** START Information supplied **
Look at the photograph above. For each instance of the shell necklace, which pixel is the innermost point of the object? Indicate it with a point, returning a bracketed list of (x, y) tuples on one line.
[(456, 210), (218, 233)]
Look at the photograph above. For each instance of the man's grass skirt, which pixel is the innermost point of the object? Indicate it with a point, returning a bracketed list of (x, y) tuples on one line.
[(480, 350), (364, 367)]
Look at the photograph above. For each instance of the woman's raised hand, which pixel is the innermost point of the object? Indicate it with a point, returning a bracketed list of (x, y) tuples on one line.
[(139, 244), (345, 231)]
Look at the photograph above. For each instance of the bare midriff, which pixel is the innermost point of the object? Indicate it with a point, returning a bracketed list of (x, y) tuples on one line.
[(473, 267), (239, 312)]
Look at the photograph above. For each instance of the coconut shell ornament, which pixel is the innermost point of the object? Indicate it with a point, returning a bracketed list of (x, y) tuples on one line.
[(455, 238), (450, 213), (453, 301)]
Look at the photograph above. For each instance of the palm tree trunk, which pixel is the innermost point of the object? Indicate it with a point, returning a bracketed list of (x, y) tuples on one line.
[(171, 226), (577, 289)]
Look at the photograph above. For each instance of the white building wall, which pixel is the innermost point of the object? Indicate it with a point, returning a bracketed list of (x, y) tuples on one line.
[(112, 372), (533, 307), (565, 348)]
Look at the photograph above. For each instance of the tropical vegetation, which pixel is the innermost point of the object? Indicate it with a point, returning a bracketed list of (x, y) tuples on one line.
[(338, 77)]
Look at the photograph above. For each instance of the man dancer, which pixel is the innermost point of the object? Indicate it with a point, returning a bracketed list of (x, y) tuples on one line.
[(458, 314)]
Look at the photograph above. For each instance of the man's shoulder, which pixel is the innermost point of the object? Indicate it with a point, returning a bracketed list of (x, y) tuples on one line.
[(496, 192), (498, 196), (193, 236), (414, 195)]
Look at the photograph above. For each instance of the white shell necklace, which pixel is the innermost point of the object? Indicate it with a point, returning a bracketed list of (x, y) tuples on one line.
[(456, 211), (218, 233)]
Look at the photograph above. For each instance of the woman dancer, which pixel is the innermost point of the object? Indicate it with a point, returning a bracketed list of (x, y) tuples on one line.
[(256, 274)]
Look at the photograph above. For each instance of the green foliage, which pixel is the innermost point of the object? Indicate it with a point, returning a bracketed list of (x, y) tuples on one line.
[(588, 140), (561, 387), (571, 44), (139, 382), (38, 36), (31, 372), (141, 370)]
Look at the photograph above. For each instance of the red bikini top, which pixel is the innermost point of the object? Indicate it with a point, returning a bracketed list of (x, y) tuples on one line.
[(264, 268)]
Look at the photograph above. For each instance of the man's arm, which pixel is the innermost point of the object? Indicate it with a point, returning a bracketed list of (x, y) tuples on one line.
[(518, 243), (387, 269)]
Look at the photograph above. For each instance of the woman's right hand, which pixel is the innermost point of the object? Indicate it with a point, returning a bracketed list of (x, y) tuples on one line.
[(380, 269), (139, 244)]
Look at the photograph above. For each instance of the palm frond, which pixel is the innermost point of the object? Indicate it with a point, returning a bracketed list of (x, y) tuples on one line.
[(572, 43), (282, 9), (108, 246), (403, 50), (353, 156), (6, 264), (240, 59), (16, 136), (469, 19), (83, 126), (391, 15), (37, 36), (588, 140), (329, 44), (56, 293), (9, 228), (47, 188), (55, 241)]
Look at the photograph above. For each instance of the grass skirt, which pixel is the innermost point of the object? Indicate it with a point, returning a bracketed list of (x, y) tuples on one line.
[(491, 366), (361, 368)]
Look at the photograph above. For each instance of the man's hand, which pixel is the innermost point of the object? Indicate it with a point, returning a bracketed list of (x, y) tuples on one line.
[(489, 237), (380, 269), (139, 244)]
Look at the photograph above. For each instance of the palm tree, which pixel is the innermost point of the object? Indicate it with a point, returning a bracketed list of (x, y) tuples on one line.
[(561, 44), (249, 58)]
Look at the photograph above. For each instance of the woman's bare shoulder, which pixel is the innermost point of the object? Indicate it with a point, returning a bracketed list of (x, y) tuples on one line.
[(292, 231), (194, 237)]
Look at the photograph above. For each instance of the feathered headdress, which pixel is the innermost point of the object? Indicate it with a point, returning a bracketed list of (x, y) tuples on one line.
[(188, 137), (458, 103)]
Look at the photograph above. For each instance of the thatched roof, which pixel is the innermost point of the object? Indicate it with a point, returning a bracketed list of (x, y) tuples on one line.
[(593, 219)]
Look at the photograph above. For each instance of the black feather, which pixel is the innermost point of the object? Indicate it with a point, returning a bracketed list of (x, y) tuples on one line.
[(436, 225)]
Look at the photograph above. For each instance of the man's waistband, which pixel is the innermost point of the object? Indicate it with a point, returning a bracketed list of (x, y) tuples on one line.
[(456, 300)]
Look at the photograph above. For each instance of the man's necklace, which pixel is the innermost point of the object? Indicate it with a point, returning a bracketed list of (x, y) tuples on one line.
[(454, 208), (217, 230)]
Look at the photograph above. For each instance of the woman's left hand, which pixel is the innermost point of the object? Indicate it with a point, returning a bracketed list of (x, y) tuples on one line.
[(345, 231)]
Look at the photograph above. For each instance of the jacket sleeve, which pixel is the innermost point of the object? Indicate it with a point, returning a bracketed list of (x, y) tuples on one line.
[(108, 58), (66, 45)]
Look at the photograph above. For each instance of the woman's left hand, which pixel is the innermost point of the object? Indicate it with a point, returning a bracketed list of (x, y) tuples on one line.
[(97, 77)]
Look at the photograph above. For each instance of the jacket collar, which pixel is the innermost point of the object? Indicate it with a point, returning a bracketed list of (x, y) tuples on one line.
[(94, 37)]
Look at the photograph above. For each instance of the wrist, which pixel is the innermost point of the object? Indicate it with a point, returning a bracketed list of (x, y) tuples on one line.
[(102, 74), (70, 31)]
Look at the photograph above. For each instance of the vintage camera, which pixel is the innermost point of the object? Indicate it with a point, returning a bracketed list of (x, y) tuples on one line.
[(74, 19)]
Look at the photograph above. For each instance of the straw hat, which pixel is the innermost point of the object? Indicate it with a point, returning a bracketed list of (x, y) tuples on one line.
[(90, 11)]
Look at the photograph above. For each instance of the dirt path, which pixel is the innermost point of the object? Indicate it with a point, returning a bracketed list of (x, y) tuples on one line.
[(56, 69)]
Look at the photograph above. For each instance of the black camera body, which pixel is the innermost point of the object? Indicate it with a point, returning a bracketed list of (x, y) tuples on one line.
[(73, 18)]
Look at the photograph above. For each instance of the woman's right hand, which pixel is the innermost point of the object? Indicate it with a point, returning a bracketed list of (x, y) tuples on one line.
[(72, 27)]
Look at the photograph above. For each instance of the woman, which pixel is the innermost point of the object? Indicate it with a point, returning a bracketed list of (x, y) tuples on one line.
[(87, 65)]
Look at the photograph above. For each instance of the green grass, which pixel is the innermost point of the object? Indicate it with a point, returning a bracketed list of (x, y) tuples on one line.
** END Information supplied **
Turn the items between the lines holding "green foliage, which" and "[(380, 269), (139, 244)]", inclusive, into a two-column CSV with the headers item_text and answer, one row per item. Put each item's text and its answer in a single quoted field, replacing any line breaks with spaces.

item_text,answer
"Look at the photograph above. For each instance of the green foliage, which pixel is the innermost point of the object? Indicate it with a point, returning a bracketed list of (x, y) tuples on one line.","[(588, 140), (561, 387), (571, 44), (139, 382), (38, 36), (31, 372), (141, 370)]"
"Look at the photograph above. For each instance of the red bikini top, which pixel is the innermost point of the object? Indicate it with a point, returning a bracketed list of (x, y) tuples on one line.","[(264, 268)]"
"Look at the photograph above. For each instance of the man's arm, which pixel is the innermost point of the object? Indicate it with a point, returning a bracketed list of (x, y) tuples on one line.","[(518, 243), (387, 269)]"
"Look at the photograph above. For each instance of the woman's right hand, which pixel is the innermost point of the object? Indicate it with a point, returning a bracketed list of (x, y) tuples on one line.","[(380, 269), (139, 244)]"